─── DATA EXTRACT
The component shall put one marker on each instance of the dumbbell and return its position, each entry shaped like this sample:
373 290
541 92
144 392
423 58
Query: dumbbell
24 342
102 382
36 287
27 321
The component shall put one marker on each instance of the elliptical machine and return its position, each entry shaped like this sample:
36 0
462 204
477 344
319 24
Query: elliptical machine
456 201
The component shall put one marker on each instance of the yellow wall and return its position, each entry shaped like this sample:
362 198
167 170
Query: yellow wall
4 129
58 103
──────
# EXERCISE DESCRIPTION
Pull every line out of the data above and reproduce each one without any change.

# RESPONSE FOR THIS EXERCISE
The component shall put one marker on each instance of the dumbbell and return its position, each entry shaped like this sample:
373 290
541 92
144 392
423 58
Query: dumbbell
24 342
102 382
36 287
27 321
The component shall put one marker on each instance of the elliptical machine and return its position, each entry shaped like this sample:
36 0
462 204
477 344
319 24
Query: elliptical machine
456 201
The component shall put one marker on each instance of the yellow wall and return its position, each entry shaped like this sample:
362 198
167 170
Query: yellow wall
4 129
58 103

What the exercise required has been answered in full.